QUOTED PASSAGE:
%%

In a statement, Const. Josh Harms said he thanks God his injuries were not worse. 

“Though I have a long road ahead, I am going to make a full recovery and rejoin my colleagues as soon as possible,” he said. 

The 27-year-old was shot while on patrol at the Scott Road SkyTrain Station Jan 30.

Harms was taken to hospital but later released with non-life threatening injuries.

Daon Glasgow, who was wanted in connection with the shooting, was captured early Sunday morning in a large police operation after a four day manhunt led them to a Burnaby house in the 7500 of Boundary Road.

Traffic Const. Josh Harms and a furry friend in an undated Facebook photo. He and his wife are expecting their first child in March. (Facebook)

The nature of the confrontation between Harms and Glasgow has not been released, nor has any information about Hams’ injury.

According to Transit Police spokesman Sgt. Clint Hampton, Harms insisted on going into work over the weekend to speak in-person with his troop mates.

%%

SUPPLIED DATA:
%%

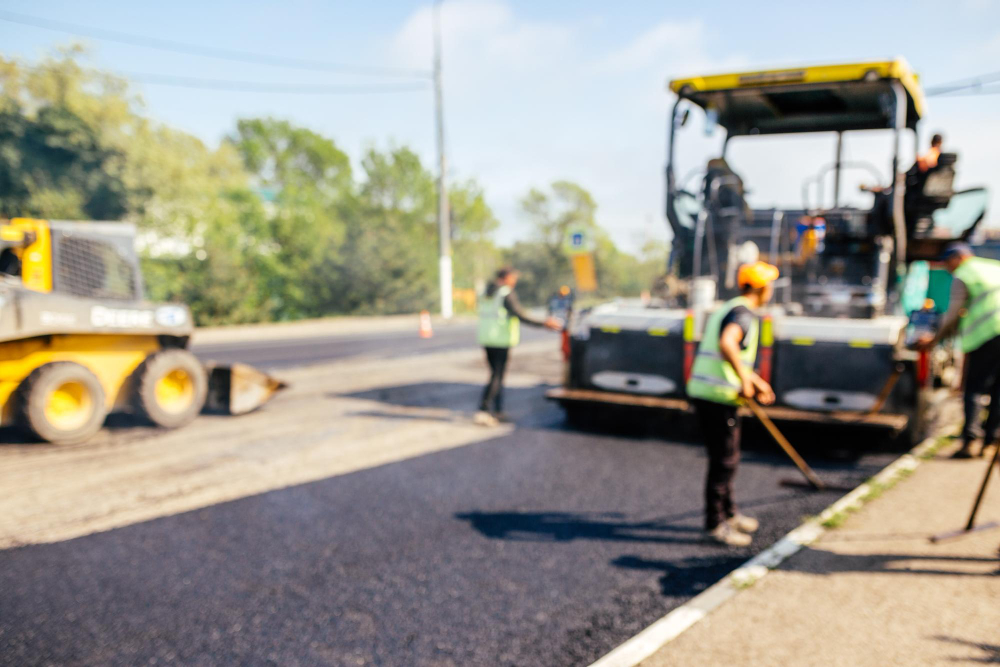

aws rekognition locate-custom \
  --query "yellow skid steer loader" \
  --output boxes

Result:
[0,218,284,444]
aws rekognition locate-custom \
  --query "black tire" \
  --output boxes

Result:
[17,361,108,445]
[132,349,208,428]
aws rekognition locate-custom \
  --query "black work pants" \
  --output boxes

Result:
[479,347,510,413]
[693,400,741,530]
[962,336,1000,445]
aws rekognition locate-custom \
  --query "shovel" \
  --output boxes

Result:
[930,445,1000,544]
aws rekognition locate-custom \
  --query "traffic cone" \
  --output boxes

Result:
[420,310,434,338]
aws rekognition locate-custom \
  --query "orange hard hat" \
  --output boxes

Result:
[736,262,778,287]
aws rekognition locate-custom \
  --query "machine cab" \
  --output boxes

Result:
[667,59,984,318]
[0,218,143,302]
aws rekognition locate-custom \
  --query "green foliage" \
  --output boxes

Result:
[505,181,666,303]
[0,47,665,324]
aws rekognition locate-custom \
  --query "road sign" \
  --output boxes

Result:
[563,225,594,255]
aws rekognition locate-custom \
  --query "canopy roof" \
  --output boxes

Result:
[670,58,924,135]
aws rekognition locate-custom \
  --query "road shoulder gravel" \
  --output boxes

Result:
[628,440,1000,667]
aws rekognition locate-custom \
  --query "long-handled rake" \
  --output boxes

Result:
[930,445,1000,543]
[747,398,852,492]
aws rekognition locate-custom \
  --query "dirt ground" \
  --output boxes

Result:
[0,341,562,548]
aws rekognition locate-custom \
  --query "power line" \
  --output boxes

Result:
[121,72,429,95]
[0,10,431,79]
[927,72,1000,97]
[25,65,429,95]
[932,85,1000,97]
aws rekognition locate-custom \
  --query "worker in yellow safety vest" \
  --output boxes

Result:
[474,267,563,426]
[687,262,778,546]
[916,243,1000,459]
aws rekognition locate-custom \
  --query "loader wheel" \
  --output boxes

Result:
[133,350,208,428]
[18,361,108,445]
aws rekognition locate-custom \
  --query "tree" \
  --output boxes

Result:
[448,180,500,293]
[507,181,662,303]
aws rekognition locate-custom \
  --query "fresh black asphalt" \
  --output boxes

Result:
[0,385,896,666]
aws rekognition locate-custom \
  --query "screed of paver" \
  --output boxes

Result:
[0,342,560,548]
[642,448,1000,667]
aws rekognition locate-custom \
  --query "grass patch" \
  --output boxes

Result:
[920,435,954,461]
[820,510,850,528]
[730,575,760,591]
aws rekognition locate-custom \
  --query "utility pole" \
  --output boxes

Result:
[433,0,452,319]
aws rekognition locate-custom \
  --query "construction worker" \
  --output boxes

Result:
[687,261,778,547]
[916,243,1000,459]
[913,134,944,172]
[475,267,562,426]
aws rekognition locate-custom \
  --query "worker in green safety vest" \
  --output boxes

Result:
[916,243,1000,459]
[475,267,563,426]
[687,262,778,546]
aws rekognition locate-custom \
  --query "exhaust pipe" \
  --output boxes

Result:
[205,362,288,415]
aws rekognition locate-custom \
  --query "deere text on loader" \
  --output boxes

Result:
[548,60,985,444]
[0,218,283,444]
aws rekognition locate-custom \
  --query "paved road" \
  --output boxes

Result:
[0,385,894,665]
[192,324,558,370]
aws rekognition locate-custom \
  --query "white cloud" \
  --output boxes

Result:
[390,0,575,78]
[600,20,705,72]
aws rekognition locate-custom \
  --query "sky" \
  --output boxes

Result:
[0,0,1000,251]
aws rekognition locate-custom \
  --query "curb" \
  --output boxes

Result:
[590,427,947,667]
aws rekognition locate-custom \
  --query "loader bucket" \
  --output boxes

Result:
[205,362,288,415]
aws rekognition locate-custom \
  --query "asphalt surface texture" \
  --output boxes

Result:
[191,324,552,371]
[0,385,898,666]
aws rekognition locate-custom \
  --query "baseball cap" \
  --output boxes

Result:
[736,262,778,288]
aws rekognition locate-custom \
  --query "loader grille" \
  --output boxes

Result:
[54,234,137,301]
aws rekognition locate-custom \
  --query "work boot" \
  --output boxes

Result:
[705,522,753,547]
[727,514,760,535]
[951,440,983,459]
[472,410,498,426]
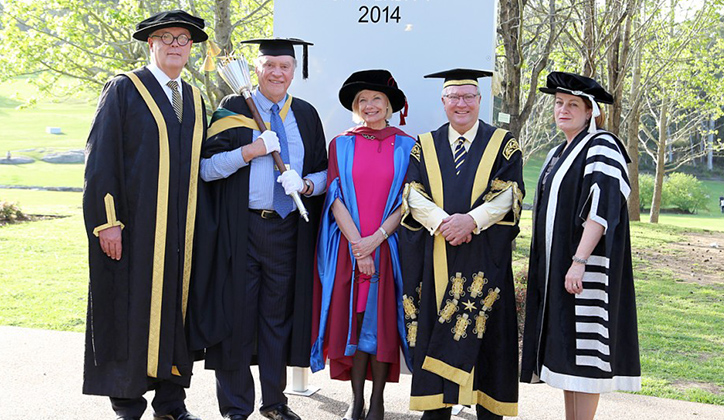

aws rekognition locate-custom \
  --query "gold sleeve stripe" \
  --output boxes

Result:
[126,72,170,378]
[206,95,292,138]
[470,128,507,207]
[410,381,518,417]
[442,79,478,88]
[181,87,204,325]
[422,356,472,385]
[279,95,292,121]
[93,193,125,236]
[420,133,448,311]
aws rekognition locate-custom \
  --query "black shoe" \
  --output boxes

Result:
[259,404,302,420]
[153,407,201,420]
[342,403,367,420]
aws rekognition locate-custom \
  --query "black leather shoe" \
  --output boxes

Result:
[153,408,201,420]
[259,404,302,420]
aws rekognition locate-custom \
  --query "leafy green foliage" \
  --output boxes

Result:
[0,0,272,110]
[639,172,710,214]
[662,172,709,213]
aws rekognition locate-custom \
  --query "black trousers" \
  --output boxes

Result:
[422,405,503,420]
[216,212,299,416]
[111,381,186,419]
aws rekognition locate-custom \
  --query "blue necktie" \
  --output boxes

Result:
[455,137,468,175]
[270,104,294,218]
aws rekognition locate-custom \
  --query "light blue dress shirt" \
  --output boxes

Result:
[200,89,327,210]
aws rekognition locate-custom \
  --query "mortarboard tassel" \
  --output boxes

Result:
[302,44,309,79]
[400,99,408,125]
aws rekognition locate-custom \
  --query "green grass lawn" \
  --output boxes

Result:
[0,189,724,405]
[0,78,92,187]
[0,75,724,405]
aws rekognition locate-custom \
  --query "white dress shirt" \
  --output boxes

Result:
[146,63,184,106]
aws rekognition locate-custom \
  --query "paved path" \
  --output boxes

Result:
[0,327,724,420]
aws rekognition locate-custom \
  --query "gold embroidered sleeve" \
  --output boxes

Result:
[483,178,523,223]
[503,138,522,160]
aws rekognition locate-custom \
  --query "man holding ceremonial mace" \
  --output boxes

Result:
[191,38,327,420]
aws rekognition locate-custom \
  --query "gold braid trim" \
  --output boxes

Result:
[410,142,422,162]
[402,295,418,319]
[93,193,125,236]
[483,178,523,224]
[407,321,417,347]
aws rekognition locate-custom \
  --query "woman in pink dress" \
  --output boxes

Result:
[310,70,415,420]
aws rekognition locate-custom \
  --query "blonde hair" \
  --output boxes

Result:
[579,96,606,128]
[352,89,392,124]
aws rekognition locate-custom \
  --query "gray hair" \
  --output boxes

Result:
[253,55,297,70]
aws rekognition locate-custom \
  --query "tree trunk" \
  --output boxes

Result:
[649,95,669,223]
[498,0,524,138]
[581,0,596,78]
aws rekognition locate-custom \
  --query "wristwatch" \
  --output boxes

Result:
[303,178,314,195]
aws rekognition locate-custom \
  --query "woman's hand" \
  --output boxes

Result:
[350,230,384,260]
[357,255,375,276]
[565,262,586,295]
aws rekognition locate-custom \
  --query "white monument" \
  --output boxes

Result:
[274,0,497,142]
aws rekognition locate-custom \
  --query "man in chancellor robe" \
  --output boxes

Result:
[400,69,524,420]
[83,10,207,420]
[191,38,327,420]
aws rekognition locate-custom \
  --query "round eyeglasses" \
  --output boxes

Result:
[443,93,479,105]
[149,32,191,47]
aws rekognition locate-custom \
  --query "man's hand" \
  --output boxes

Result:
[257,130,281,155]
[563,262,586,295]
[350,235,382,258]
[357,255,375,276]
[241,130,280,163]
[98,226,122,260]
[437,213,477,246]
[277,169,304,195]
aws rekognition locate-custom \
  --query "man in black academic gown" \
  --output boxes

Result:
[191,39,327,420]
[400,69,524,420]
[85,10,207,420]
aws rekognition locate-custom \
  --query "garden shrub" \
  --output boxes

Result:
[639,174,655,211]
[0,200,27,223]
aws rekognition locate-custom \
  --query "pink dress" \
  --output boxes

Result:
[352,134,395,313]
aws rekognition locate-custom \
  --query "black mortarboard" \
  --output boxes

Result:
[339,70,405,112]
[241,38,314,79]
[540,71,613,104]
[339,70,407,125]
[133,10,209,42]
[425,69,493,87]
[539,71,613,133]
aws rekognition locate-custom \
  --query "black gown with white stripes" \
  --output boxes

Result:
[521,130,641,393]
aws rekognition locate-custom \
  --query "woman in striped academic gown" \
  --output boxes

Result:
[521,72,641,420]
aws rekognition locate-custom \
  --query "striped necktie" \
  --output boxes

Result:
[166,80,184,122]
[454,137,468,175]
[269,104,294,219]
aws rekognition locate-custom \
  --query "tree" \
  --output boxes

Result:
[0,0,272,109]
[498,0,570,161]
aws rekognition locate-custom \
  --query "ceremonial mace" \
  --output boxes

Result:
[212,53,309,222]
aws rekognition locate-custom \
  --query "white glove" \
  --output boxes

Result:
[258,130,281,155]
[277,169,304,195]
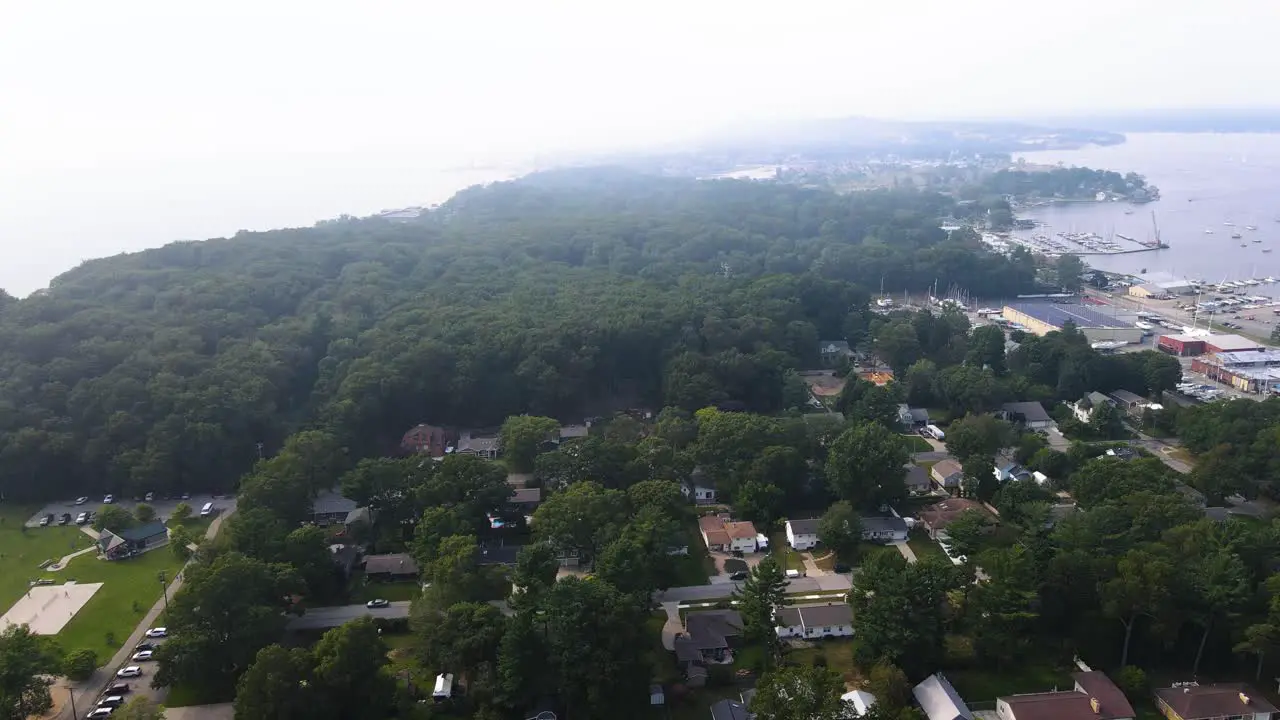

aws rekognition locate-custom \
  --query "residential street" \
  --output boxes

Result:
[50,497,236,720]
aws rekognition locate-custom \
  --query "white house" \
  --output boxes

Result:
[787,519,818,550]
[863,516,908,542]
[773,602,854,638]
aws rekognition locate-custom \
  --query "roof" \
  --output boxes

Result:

%%

REQUIRED WORK:
Using the article on the shooting of Const. Josh Harms, answer:
(a) Where was Harms shot, and on what date?
(b) How long did the manhunt that led to Daon Glasgow's capture last?
(c) According to Sgt. Clint Hampton, why did Harms insist on going into work over the weekend?

RESULT OF THE TASK:
(a) At the Scott Road SkyTrain Station, on Jan 30.
(b) Four days.
(c) To speak in person with his troop mates.